[[ EXTRACTED MATERIAL, beginning ]]

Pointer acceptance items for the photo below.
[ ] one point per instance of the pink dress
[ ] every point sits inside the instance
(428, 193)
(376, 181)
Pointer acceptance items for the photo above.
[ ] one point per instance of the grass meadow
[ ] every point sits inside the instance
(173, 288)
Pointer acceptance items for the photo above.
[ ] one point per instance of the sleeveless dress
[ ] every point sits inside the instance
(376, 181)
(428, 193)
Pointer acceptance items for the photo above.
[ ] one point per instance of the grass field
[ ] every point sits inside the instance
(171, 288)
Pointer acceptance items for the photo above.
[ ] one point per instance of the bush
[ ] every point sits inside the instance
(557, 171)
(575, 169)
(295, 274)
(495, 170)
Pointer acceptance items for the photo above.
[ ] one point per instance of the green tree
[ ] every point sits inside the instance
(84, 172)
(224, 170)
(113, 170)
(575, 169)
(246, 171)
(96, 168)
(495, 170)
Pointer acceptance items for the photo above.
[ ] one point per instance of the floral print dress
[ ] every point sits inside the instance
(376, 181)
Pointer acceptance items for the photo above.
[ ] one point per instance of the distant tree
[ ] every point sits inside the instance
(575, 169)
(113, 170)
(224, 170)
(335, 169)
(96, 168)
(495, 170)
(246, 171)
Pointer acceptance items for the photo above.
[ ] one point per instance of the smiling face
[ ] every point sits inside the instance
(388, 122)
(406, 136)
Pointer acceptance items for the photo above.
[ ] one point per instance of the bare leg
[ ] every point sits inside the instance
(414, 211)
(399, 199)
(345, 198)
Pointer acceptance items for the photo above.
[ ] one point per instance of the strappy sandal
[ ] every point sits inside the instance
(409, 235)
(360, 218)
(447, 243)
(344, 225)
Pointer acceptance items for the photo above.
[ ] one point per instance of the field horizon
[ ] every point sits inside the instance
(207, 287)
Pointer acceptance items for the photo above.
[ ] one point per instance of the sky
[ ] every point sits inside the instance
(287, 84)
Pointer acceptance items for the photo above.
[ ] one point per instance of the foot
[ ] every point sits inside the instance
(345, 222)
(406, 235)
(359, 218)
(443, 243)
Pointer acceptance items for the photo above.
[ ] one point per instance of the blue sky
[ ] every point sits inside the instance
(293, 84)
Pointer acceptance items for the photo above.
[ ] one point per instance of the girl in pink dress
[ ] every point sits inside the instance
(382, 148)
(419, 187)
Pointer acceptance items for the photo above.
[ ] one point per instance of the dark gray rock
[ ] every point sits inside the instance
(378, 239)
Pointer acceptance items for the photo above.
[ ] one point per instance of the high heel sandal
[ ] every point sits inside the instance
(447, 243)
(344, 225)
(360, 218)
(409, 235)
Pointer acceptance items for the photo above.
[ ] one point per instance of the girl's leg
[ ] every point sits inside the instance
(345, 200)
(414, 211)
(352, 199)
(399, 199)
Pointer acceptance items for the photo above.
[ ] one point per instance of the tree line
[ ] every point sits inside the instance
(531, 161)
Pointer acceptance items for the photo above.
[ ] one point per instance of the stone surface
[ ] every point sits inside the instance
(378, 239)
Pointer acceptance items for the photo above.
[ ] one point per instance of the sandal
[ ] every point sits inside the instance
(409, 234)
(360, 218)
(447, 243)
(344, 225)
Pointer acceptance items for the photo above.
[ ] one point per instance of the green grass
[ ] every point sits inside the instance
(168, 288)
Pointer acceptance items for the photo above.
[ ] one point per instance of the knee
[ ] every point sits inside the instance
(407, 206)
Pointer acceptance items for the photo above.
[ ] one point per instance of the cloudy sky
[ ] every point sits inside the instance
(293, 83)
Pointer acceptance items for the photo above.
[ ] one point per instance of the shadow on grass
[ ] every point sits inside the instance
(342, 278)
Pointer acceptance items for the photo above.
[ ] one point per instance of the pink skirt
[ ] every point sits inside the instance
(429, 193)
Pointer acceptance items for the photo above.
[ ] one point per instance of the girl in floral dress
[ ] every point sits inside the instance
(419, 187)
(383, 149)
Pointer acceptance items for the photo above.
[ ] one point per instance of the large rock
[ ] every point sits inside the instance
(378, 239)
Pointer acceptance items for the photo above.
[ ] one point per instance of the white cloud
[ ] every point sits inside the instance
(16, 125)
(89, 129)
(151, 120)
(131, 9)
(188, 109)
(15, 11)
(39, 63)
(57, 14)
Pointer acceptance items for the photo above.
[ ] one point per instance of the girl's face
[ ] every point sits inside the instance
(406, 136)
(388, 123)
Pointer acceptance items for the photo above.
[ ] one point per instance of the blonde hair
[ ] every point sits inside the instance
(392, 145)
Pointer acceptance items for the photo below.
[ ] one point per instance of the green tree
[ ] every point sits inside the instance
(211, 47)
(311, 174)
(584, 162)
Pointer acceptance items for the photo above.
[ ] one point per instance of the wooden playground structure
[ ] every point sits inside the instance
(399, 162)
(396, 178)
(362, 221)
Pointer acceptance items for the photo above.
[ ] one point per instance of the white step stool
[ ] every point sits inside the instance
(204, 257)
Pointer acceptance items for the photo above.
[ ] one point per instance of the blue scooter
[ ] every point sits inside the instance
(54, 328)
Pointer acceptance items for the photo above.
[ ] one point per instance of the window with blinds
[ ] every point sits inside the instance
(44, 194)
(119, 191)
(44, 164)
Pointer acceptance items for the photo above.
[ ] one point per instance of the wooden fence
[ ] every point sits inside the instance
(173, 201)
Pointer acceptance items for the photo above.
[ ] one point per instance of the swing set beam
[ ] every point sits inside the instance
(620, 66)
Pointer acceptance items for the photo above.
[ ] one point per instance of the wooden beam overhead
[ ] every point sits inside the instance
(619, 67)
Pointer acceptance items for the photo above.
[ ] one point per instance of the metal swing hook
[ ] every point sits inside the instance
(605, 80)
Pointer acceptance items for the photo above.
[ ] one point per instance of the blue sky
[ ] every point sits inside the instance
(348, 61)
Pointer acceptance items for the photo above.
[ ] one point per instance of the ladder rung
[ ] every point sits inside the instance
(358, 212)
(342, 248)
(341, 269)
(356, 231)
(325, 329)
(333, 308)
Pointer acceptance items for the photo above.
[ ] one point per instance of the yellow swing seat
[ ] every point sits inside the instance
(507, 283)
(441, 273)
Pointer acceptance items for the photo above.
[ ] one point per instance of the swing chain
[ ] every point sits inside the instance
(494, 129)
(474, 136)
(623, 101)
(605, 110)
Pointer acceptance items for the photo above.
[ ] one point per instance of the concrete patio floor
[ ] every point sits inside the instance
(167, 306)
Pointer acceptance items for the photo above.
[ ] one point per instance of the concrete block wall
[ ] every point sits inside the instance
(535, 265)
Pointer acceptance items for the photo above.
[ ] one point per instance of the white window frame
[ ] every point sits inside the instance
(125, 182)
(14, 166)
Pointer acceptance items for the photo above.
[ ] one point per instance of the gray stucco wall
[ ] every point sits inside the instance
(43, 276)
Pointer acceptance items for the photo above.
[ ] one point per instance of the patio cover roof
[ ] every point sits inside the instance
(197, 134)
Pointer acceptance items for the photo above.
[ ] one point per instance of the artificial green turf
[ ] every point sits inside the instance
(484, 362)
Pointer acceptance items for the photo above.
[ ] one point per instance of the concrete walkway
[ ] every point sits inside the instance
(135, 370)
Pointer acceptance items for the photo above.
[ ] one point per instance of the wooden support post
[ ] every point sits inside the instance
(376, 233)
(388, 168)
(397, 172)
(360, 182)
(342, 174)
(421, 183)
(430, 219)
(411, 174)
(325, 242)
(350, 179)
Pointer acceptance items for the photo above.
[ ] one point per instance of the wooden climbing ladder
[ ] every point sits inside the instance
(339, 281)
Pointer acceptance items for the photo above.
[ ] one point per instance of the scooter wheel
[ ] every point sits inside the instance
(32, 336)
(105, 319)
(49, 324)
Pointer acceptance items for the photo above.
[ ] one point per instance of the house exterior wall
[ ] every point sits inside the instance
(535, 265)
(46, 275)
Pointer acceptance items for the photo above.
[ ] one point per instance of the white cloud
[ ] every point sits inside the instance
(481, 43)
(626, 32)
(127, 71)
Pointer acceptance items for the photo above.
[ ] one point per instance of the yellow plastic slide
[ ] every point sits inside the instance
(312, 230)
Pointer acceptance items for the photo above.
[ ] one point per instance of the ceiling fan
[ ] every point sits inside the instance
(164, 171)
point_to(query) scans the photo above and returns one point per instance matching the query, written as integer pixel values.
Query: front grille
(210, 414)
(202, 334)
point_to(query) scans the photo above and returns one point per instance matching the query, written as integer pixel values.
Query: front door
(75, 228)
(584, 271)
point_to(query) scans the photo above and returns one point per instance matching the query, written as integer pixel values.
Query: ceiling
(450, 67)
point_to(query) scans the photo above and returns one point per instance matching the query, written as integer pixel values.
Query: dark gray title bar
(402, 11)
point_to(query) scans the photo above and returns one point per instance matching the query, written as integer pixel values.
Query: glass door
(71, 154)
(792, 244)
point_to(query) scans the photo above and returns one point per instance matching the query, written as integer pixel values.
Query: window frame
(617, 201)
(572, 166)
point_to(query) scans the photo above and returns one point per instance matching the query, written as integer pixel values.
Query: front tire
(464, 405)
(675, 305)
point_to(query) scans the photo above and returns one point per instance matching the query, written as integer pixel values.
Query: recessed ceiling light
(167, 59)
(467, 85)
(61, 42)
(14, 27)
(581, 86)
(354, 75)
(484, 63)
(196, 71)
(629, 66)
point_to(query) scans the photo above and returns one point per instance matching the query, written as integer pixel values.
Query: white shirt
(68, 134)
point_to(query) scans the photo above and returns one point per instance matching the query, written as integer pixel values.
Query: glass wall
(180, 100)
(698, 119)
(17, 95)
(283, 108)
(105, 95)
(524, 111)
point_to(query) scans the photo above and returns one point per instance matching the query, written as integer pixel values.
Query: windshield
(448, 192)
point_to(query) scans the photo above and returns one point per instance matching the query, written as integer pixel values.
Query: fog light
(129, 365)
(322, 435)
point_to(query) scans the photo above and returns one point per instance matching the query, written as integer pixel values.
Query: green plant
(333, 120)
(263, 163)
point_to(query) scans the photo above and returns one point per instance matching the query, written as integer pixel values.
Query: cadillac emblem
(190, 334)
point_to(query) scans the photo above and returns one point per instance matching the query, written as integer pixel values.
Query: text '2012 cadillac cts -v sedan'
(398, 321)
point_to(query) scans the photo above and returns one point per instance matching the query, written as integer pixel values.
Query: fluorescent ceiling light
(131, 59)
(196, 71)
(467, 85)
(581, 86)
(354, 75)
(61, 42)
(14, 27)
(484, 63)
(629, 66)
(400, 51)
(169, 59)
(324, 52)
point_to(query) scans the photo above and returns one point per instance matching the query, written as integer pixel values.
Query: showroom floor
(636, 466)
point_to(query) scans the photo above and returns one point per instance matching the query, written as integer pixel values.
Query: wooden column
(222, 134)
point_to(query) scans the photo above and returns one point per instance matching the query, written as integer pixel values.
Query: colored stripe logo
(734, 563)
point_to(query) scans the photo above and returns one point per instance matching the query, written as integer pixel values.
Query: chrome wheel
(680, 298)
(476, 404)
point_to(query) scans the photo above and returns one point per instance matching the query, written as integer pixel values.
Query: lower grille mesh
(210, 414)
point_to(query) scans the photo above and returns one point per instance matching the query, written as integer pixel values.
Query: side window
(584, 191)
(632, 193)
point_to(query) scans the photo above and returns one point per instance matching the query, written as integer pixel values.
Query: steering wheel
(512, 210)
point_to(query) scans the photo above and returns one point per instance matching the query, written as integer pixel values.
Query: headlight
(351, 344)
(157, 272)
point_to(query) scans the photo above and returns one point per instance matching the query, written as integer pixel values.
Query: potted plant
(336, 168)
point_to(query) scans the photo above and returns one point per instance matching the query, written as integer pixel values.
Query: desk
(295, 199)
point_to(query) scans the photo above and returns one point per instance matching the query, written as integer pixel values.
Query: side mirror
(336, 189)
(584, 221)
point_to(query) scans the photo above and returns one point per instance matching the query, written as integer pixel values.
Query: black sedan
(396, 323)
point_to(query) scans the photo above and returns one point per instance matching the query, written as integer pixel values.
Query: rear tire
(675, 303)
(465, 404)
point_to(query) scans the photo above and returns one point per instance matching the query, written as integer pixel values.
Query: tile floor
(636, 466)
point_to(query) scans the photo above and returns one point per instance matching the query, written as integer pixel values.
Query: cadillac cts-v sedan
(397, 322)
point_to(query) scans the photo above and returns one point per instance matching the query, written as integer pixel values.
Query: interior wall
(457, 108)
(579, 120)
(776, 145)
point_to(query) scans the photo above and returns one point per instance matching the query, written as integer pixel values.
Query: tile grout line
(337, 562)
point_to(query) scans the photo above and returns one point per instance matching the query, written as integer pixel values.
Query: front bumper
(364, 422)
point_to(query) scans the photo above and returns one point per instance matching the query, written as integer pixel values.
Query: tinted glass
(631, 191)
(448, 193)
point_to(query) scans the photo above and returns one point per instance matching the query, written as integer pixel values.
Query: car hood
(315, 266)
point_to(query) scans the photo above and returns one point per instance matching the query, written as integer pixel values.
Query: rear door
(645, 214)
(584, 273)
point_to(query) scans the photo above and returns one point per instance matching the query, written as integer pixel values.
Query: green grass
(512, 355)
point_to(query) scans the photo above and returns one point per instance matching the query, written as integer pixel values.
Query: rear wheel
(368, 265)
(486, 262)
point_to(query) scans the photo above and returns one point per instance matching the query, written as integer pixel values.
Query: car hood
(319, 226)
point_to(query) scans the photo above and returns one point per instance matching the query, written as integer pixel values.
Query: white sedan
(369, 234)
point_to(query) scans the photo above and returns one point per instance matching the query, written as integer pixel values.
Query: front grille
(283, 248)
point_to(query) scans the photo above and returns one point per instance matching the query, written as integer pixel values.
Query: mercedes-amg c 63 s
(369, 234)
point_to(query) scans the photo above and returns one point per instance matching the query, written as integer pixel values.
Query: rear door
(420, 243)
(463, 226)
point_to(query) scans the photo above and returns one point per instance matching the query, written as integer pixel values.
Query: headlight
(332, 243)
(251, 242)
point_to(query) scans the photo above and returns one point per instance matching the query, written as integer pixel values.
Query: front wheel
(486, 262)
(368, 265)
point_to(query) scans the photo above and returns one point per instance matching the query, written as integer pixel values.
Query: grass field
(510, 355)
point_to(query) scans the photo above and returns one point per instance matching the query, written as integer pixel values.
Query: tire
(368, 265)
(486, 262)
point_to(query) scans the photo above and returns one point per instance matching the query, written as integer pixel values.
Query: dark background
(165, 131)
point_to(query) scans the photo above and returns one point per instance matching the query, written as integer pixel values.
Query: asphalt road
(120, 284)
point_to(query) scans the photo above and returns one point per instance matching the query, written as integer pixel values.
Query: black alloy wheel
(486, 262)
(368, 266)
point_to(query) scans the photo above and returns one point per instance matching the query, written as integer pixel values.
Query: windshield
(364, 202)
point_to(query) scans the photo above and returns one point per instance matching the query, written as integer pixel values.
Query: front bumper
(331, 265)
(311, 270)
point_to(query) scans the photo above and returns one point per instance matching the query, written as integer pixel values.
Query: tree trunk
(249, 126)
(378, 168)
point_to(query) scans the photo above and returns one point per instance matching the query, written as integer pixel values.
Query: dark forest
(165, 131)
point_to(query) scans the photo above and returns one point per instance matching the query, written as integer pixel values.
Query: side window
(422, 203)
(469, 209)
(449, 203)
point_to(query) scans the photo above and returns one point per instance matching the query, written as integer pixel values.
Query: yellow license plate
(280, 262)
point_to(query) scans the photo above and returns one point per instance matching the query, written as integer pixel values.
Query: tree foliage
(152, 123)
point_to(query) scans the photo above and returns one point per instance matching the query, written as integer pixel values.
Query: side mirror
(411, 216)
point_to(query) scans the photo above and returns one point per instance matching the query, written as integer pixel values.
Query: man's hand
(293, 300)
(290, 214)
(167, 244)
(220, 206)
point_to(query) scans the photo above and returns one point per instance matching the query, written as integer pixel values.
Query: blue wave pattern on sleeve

[[ EXTRACTED MATERIAL, end ]]

TASK DETAILS = Copy exactly the lines that run from the first line of the data to the line containing "[ ] one point per instance of the bush", please, with both ends included and nothing else.

ANSWER SECTION =
Pointer acceptance items for the photo below.
[ ] one point per instance of the pink dress
[ ] every point sits inside the instance
(428, 193)
(376, 181)
Pointer acceptance items for the photo above.
[ ] one point per instance of the grass meadow
[ ] every point sits inside the instance
(173, 288)
Pointer acceptance items for the photo above.
[ ] one point per instance of the sleeveless dress
[ ] every point sits inside the instance
(376, 181)
(428, 193)
Pointer acceptance items for the photo above.
[ ] one point per instance of the grass field
[ ] every point sits inside the instance
(171, 288)
Pointer acceptance items for the photo above.
[ ] one point per instance of the bush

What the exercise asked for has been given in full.